Chicago baseball report: Richard Lovelady’s swing-and-miss stuff for Cubs — and adjustments continue for White Sox’s Garrett Crochet

Other than finishing a series against the Minnesota Twins on May 1, the White Sox are facing their only American League Central foe of the month with their current four-game set against the Cleveland Guardians at Guaranteed Rate Field. The Sox entered Thursday’s series opener 2-18 against the AL Central this season (1-8 at home), their worst start since the three-division format began in 1994.

The Cubs hit the road looking to win their first series in two weeks as they continue to get healthier. Center fielder Cody Bellinger delivered a punch in his return Tuesday with a three-hit game, including a home run, while right fielder Seiya Suzuki is expected to rejoin the Cubs in Pittsburgh and could be activated off the injured list Friday or Saturday. They need his bat, averaging only 2.83 runs in their last 12 games.

Every Friday during the regular season, Tribune baseball writers will provide an update on what happened — and what’s ahead — ahead for the Cubs and White Sox. Want more? Sign up for our new newsletters.

Lefty Richard Lovelady gives Cubs bullpen swing-and-miss stuff

Chicago Cubs left-hander Richard Lovelady realized during the second half of last season that he needed to tweak his repertoire.

Lovelady, then with the Oakland Athletics, saw the slider he threw to lefties and righties start to flatten in July and August. He wasn’t getting the horizontal movement he needed to have an effective offspeed pitch. So he developed a sweeper that became a lot easier for Lovelady to “hammer it down,” but as the end of the 2023 season neared, he again had issues with a pitch flattening against lefties.

In the offseason, Lovelady continued to refine his slider and developed a splitter to help combat that, though he has found some success in five appearances with the Cubs and hasn’t needed to use it.

“The pitches I learned in the offseason, (the Cubs) have helped me make it better or even just not having one or two good ones but consistent shape,” Lovelady said recently.

________

*WHAT IS ASKED*:
1. Please reproduce a passage of the baseball report word for word, beginning at the words "Other than finishing" and stopping after the words "began in 1994.".
2. Transcribe lines from the entries verbatim, starting with the line that contains "task | point to each instance of the balance" and ending with the line that contains "[(806, 389), (727, 221)]", both included.
The entries that follow are unrelated to the baseball report.

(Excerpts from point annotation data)

________

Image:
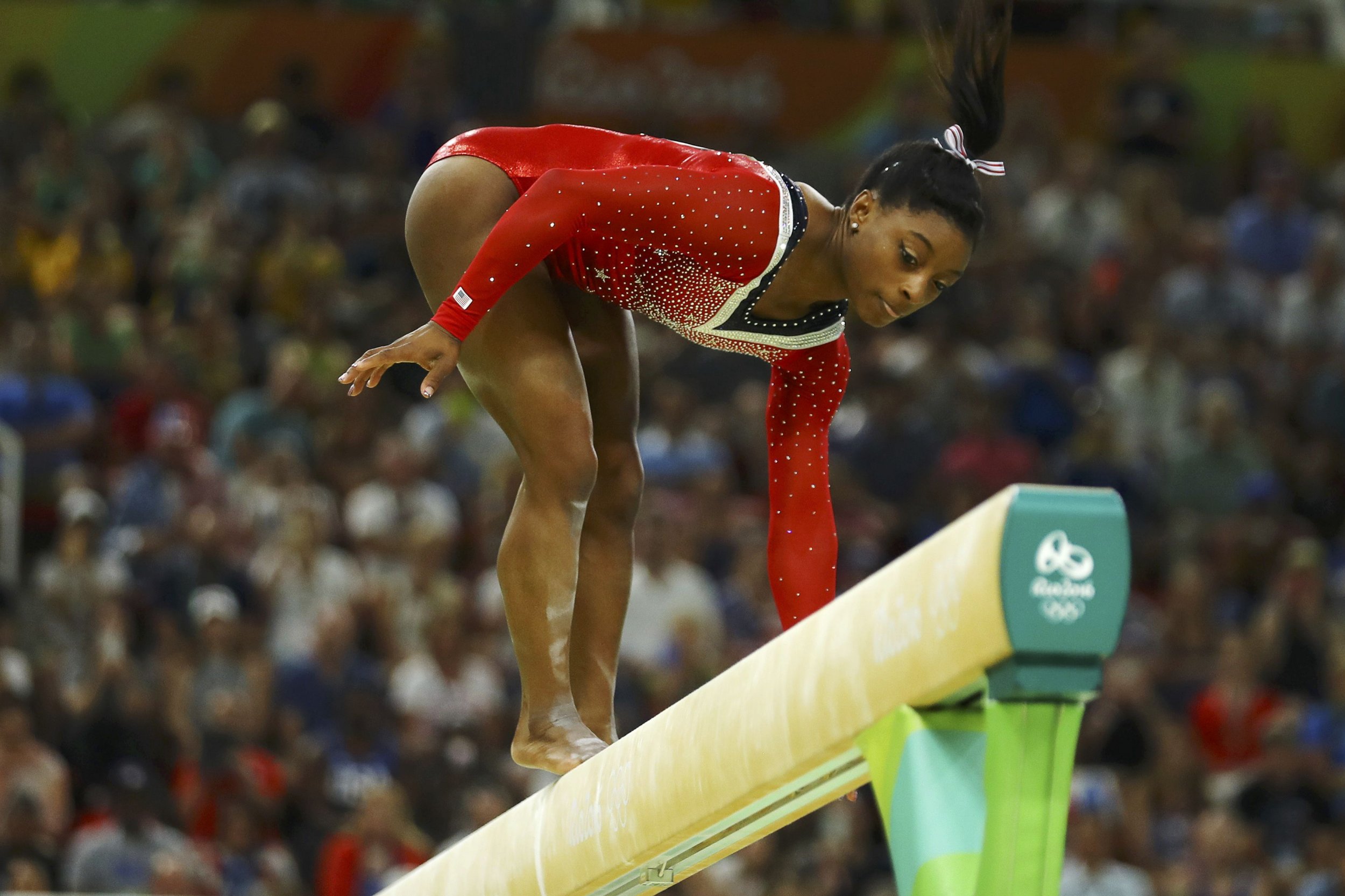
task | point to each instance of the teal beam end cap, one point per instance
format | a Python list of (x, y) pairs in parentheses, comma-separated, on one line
[(1064, 572), (1044, 680)]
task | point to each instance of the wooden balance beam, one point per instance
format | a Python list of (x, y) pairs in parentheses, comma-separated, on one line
[(1024, 595)]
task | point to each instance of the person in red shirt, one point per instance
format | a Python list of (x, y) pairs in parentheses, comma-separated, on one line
[(380, 845), (537, 244), (1231, 715)]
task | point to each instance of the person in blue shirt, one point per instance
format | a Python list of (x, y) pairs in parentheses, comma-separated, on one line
[(52, 412), (1273, 232)]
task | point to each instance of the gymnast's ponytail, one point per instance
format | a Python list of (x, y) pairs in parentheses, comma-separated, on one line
[(927, 175)]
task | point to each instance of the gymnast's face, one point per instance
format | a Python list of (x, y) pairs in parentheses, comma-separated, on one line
[(899, 260)]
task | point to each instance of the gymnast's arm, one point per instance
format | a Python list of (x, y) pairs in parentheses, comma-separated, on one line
[(806, 390), (728, 221)]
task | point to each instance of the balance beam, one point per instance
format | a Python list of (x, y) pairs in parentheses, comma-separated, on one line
[(997, 596)]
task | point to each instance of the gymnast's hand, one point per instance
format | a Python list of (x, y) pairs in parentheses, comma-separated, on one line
[(431, 346)]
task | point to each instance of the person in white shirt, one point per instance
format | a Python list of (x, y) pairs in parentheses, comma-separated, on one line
[(1091, 868), (666, 592), (300, 575), (444, 684)]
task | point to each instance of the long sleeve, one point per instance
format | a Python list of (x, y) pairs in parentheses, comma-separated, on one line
[(806, 389), (727, 221)]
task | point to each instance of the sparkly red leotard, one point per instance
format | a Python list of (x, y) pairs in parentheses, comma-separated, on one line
[(690, 239)]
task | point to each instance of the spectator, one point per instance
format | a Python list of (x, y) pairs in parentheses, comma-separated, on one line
[(133, 848), (674, 449), (986, 454), (53, 412), (380, 845), (300, 576), (1311, 304), (29, 769), (260, 419), (268, 179), (445, 685), (29, 857), (1233, 714), (665, 588), (1271, 232), (1208, 474), (361, 754), (1153, 111), (1293, 627), (1075, 218), (1281, 802), (1091, 865), (1208, 290), (249, 865), (310, 689)]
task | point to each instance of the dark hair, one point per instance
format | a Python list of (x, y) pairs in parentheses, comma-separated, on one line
[(921, 174)]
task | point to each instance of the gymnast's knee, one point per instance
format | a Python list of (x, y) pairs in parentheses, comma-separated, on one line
[(565, 470), (620, 482)]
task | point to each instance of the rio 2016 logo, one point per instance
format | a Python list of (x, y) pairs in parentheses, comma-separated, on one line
[(1064, 579)]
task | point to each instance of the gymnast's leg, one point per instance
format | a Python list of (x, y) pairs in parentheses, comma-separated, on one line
[(521, 365), (604, 337)]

________

*ANSWERS*:
1.
Other than finishing a series against the Minnesota Twins on May 1, the White Sox are facing their only American League Central foe of the month with their current four-game set against the Cleveland Guardians at Guaranteed Rate Field. The Sox entered Thursday’s series opener 2-18 against the AL Central this season (1-8 at home), their worst start since the three-division format began in 1994.

2.
task | point to each instance of the balance beam, one point per instance
format | a Python list of (x, y) pairs in parentheses, comma-separated, on one line
[(997, 596)]
task | point to each instance of the gymnast's hand, one point per instance
format | a Python list of (x, y) pairs in parentheses, comma-separated, on one line
[(431, 346)]
task | point to each instance of the person in white shirt, one point per instance
format | a Python list of (x, y) pairs in parentheses, comma-separated, on one line
[(1091, 868), (666, 592), (300, 575), (444, 684)]
task | point to each instance of the long sleeve, one point per instance
format | a Python list of (x, y) pairs in parentheses, comma-separated, on one line
[(806, 389), (727, 221)]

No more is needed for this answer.